[EXTRACTED ENTRIES Boundary: Start]
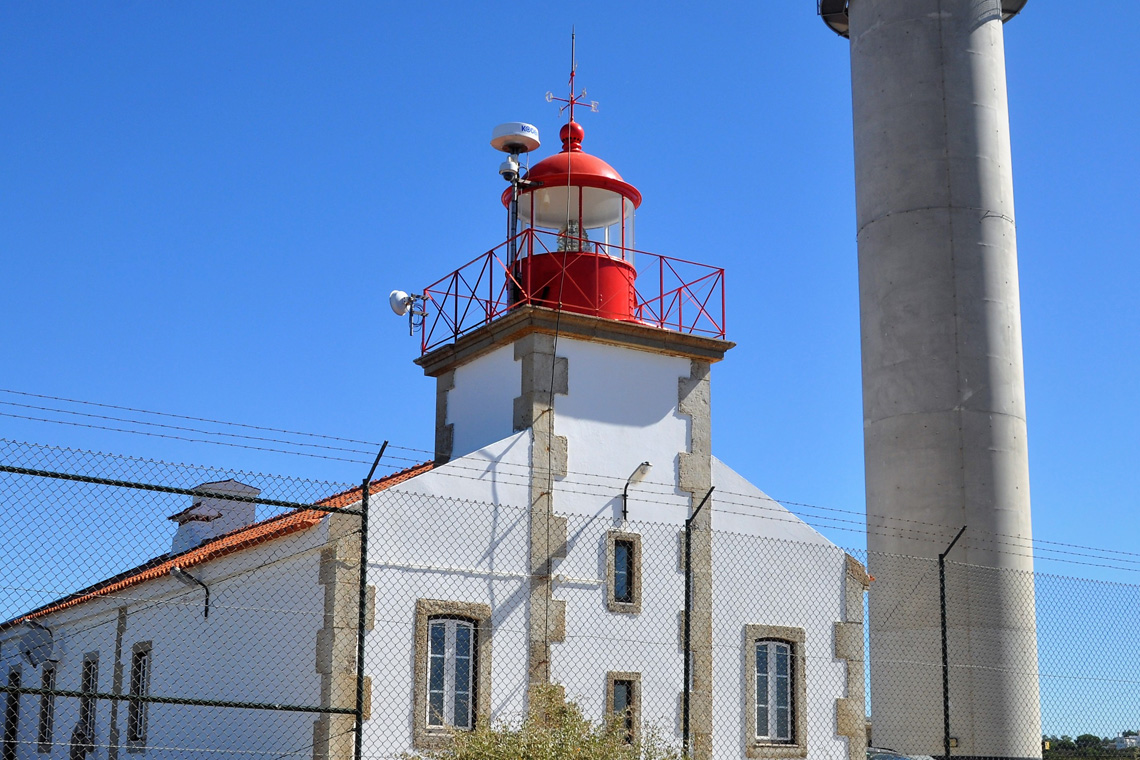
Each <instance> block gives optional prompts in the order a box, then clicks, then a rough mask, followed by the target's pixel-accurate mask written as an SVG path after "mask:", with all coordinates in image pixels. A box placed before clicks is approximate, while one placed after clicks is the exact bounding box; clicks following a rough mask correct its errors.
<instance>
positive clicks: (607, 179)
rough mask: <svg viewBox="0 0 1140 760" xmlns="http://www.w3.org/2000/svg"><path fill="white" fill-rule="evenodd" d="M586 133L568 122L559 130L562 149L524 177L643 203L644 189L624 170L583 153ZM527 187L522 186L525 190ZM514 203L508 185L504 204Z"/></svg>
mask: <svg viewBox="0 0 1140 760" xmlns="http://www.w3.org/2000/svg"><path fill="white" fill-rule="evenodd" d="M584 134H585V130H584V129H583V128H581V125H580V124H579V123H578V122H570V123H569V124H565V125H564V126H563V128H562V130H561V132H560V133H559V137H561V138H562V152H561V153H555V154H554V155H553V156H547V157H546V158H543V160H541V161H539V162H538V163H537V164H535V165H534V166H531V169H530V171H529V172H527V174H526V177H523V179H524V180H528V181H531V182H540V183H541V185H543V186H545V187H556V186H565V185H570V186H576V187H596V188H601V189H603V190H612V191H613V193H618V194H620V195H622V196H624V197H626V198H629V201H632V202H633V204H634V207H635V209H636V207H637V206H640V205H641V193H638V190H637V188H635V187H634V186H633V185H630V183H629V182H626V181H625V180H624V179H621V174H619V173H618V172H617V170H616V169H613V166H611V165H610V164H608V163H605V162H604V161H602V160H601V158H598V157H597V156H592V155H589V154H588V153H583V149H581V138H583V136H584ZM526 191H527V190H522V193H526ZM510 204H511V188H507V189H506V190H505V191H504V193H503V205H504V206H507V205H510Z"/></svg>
[EXTRACTED ENTRIES Boundary: End]
[EXTRACTED ENTRIES Boundary: Start]
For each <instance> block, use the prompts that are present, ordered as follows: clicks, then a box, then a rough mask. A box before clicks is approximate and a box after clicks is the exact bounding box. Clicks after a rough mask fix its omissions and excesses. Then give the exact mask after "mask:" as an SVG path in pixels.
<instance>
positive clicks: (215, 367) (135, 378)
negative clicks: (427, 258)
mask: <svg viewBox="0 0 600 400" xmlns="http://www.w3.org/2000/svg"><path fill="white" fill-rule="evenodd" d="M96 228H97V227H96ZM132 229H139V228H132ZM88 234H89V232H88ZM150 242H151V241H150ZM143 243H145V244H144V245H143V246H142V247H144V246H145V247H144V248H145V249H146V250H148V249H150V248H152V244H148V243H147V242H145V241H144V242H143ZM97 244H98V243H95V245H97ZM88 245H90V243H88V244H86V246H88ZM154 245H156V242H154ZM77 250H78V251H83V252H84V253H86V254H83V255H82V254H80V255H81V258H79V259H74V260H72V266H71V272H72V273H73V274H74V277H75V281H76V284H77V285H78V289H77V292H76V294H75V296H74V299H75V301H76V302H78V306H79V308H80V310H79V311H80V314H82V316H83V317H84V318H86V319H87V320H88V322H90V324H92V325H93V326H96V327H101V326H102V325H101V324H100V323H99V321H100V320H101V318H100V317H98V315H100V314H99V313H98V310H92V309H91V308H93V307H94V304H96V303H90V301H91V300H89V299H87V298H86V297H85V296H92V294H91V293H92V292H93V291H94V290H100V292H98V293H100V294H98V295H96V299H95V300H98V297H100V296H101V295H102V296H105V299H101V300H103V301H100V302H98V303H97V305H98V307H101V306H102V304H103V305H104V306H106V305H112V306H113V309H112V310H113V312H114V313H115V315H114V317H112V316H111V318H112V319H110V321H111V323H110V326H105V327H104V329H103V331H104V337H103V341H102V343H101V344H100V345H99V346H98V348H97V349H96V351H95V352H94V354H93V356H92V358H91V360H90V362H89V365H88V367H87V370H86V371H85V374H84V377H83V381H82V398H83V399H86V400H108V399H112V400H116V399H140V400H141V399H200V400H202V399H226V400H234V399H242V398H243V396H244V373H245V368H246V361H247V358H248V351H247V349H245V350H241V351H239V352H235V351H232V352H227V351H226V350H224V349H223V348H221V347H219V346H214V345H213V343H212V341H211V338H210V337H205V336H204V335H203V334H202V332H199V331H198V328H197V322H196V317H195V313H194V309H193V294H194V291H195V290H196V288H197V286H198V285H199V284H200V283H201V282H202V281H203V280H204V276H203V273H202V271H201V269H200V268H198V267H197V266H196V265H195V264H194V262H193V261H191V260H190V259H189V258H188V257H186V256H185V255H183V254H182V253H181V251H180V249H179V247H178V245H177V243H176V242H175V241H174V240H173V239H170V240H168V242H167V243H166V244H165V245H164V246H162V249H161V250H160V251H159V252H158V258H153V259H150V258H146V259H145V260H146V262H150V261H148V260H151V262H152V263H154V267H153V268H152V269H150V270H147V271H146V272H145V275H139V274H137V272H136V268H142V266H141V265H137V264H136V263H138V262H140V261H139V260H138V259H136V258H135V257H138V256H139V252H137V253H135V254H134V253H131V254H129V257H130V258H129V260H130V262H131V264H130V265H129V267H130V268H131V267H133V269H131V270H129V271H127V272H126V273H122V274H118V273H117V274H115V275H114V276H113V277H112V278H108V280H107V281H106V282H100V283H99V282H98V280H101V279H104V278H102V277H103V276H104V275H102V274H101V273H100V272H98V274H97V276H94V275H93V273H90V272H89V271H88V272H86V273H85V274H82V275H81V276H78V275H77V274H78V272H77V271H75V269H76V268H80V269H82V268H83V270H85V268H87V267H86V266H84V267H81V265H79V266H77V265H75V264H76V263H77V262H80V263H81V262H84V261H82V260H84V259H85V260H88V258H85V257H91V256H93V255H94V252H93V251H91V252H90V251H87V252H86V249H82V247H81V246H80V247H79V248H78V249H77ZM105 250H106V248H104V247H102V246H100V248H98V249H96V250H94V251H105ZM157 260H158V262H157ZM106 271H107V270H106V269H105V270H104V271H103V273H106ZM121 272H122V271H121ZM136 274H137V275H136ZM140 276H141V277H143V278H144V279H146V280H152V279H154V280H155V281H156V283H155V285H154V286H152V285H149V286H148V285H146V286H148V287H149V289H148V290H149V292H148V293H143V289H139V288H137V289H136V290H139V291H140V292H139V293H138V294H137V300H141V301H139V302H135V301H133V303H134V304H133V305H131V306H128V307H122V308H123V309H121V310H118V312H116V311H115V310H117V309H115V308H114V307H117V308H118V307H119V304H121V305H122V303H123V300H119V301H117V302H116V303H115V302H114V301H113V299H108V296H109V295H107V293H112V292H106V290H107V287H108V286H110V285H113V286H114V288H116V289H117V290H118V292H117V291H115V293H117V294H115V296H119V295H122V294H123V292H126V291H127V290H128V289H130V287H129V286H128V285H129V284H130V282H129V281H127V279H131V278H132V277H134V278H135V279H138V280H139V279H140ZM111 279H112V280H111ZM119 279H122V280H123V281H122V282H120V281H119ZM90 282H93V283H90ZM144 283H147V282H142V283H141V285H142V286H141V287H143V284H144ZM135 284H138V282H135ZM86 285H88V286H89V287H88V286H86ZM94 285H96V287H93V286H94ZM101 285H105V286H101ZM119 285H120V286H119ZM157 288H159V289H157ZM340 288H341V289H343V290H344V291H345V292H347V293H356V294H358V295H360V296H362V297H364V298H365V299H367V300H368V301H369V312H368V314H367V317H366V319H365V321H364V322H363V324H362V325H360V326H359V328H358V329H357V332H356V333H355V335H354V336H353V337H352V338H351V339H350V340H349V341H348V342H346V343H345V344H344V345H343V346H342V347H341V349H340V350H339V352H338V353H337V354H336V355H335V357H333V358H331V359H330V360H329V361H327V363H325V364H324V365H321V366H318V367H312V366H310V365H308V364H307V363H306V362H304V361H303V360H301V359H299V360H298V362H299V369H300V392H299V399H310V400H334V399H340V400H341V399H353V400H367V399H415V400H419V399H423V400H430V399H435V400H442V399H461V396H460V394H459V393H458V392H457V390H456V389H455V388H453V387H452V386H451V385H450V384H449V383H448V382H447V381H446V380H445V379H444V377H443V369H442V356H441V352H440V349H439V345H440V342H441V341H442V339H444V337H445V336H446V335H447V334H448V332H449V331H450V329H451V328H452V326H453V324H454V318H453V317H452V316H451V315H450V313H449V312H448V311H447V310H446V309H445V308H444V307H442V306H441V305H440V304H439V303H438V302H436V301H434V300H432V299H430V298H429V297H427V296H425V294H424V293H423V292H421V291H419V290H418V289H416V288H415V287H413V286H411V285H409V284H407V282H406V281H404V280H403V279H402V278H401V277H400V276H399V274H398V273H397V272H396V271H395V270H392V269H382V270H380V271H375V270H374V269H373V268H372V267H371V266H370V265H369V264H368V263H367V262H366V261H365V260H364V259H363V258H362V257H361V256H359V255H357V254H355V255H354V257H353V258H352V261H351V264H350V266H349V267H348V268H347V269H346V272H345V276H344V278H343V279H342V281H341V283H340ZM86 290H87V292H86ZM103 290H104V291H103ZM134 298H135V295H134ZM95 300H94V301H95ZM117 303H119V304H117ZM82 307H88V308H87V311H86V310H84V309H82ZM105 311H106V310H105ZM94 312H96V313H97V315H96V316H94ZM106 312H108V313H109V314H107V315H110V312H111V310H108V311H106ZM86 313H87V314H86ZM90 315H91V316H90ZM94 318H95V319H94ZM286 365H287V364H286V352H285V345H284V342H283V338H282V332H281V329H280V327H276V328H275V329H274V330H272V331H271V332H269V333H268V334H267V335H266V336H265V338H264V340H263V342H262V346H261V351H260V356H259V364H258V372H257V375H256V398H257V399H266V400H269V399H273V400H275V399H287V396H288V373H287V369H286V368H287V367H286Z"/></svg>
[EXTRACTED ENTRIES Boundary: End]
[EXTRACTED ENTRIES Boundary: Start]
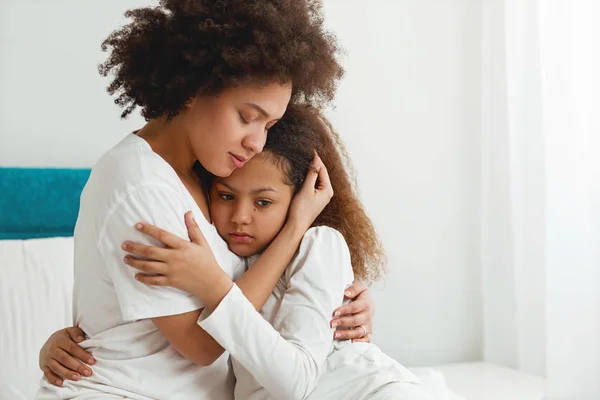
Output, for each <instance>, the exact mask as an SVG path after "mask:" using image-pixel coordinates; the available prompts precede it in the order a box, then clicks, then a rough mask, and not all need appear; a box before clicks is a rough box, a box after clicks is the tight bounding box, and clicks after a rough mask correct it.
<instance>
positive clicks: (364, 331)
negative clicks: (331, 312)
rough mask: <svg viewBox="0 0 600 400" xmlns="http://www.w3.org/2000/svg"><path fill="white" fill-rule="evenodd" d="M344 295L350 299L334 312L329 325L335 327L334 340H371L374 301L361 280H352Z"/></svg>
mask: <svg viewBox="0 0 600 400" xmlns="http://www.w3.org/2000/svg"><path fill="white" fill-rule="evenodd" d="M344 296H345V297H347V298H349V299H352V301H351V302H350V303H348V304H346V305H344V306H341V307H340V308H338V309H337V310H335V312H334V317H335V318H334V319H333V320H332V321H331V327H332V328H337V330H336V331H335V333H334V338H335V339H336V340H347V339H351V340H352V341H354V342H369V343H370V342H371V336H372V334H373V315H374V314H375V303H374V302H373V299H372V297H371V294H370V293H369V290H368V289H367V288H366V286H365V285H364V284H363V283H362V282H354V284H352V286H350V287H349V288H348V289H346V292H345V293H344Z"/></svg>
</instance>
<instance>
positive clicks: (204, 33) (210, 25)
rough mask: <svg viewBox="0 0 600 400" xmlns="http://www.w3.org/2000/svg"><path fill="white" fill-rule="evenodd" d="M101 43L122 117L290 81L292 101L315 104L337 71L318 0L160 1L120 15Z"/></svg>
[EXTRACTED ENTRIES Boundary: End]
* ACTION ITEM: In the listing, find all lines with the string "approximate" and copy them.

* SOLUTION:
Each <instance> block gives optional prompts in the order a box, then clicks, then a rough mask, followed by the target's pixel-accurate mask written as an SVG path after "mask:", with all coordinates in image pixels. A box placed before clicks is approximate, while one placed after clicks is the exact bounding box; clicks following a rough mask correct its errors.
For each <instance> block, use the prompts that are present, ordered as follows: clicks, then a box, then a rough mask. A box before clicks is approximate and a box after clicks is the exact bounding box. Clicks after a rough mask fix its omissions and excesses. Then give the exact mask after "mask:" as an SVG path in pixels.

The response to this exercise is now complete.